## WORK TO BE COMPLETED
Copy the entries below word for word, from the line containing "for every instance of the white baseboard, set" through the end of the entries.
◆ ◆ ◆ ◆ ◆
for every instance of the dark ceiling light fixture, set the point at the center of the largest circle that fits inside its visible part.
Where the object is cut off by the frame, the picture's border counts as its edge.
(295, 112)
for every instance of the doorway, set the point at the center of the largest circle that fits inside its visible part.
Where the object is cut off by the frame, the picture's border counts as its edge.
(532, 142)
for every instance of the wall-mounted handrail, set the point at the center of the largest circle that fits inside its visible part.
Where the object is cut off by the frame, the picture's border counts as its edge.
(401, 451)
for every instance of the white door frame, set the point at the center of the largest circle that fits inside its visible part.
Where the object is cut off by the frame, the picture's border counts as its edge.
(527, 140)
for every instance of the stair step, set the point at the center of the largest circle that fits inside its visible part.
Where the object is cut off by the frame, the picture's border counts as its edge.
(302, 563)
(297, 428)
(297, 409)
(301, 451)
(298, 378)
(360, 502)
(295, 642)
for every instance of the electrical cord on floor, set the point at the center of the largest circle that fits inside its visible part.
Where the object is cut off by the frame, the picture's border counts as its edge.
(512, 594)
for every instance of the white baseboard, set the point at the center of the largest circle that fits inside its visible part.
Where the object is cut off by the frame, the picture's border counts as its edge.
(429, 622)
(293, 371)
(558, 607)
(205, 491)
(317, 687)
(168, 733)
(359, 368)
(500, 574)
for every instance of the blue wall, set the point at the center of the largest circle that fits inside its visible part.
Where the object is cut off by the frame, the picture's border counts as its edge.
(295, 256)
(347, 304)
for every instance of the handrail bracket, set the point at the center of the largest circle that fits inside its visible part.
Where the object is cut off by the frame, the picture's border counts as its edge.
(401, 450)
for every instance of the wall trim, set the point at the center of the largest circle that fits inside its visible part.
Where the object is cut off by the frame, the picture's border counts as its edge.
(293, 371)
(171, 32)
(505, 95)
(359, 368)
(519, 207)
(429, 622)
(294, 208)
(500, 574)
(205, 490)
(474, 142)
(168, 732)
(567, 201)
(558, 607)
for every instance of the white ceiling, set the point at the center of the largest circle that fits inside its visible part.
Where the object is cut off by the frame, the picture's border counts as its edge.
◆ ◆ ◆ ◆ ◆
## TASK RESPONSE
for every instance of the white baseboard, set the point at the center of the largest circle that fits inside its visible part.
Where the object is cut off by the frame, the picture's border counts as its edge.
(429, 622)
(293, 371)
(558, 607)
(205, 491)
(317, 687)
(168, 733)
(359, 368)
(500, 574)
for every instance of the blue wall, set the point at the center of the largest circle that fits inside its visible part.
Where the object is cut off by the frame, the picture's border counts as its edge.
(295, 256)
(347, 304)
for every instance of the handrail bracket, set the point at the center of the largest circle that fits inside its visible part.
Where the object is cut off by the frame, the picture's border counts as its edge.
(401, 450)
for every instance of the wall trim, set the point at the center of the largest circle that fits inside its visible part.
Where the object is cut off by the frame, the picture's border counts as its edge.
(293, 371)
(171, 32)
(505, 95)
(359, 368)
(519, 207)
(429, 622)
(294, 208)
(500, 574)
(205, 490)
(474, 142)
(168, 732)
(567, 201)
(558, 607)
for every instance of the white ceiling, set the point at the center of the largest circle that fits inside its visible part.
Where the object is cut off by the frame, the picture's border counts as its edge.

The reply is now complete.